Produce an exact copy of the lines from the line that contains "Each instance receives exactly one keypoint. Mark the striped" to the end of the listing below.

[Dataset rows]
———

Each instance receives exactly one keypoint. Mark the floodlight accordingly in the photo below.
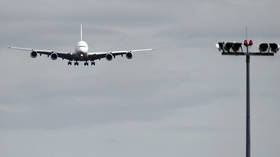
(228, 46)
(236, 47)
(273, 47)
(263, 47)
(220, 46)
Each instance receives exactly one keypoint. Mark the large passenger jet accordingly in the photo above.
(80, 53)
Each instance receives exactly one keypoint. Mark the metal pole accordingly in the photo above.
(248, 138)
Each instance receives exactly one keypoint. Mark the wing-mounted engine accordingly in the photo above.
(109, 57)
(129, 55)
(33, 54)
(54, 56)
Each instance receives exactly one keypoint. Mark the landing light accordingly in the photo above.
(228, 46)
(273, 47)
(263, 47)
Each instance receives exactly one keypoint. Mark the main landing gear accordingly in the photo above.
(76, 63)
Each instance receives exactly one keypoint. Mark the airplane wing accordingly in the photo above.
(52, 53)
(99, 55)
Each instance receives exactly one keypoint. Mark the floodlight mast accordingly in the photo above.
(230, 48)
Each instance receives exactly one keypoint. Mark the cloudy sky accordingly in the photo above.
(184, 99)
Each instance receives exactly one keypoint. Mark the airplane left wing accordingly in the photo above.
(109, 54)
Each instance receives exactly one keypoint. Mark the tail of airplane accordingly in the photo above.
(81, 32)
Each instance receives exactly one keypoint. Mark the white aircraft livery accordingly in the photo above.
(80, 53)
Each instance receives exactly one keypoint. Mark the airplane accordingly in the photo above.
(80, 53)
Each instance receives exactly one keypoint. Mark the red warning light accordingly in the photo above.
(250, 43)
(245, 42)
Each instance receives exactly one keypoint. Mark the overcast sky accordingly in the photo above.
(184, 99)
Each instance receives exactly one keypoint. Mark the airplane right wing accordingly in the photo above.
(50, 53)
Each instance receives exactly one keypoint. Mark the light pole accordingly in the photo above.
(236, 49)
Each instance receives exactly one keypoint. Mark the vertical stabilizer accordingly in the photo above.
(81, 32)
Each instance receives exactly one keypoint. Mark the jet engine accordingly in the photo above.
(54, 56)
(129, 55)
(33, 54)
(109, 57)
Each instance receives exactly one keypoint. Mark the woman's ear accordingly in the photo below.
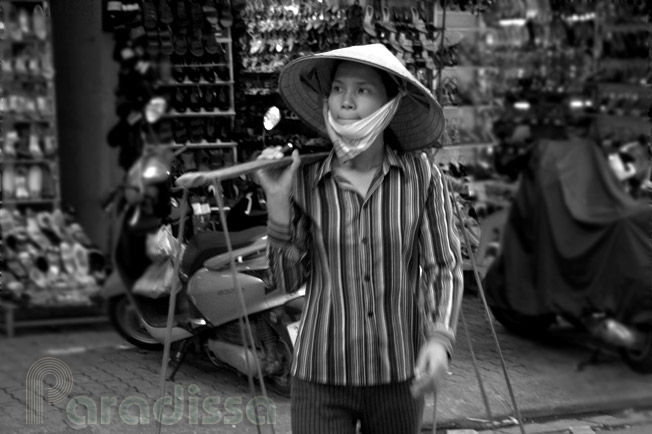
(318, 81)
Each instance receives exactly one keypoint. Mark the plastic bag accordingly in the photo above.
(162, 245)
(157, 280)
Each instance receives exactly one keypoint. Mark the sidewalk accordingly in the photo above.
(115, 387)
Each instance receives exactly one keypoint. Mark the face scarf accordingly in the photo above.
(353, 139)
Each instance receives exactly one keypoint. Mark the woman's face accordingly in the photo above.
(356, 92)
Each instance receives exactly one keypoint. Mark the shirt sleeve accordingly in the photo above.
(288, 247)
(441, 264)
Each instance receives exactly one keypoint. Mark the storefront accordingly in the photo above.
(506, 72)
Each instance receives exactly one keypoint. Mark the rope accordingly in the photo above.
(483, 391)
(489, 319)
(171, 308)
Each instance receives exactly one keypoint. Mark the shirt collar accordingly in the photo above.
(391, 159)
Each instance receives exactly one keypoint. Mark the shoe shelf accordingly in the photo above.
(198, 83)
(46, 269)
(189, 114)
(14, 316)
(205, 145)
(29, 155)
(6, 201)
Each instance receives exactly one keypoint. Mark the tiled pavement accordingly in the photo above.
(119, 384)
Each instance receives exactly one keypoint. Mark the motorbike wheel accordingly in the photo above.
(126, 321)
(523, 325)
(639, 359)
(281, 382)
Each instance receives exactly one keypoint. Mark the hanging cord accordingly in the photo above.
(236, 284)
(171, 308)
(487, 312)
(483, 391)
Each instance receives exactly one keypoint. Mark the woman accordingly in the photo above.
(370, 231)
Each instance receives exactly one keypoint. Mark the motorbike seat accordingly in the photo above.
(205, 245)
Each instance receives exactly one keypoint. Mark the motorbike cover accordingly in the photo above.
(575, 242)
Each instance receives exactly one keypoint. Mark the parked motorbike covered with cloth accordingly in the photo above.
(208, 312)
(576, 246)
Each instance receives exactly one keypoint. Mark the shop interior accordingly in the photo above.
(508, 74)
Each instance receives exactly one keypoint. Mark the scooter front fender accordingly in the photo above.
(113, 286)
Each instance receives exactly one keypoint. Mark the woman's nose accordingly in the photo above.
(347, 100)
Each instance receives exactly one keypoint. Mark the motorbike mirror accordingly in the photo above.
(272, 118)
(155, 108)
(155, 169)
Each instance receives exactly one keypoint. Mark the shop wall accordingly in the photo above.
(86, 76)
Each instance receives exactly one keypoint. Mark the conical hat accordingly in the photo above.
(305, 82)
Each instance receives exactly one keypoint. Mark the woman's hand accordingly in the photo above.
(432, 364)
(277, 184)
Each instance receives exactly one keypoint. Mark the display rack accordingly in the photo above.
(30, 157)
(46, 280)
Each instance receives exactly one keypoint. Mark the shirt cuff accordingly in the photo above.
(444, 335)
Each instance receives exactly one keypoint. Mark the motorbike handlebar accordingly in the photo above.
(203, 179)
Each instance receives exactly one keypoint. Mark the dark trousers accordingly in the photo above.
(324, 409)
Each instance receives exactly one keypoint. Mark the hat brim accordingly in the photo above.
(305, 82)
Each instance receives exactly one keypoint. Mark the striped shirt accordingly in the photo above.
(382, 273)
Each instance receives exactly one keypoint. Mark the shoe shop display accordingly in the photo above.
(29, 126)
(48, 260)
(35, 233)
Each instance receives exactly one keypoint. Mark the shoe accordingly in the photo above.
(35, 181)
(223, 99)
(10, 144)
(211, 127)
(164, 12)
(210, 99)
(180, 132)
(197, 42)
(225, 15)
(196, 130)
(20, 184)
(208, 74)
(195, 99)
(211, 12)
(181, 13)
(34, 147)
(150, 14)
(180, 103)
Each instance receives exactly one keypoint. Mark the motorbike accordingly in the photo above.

———

RESULT:
Each instance receives exactly one keypoint. Mark the striped shirt accordingly in the photo above.
(382, 273)
Each instance receives exactly one keypoint. Mark the shoe shop display accordingly in the photo above.
(29, 126)
(48, 260)
(35, 233)
Each instance receives exactly one keypoint. Mark the shoe accordingly in the photo above.
(35, 181)
(223, 99)
(10, 144)
(211, 127)
(164, 12)
(210, 99)
(180, 132)
(197, 42)
(225, 15)
(196, 130)
(20, 184)
(208, 74)
(195, 99)
(211, 12)
(181, 13)
(34, 147)
(150, 14)
(180, 103)
Each instance receives exactly one keypoint. Mark the motorbike accordingly in the photo above.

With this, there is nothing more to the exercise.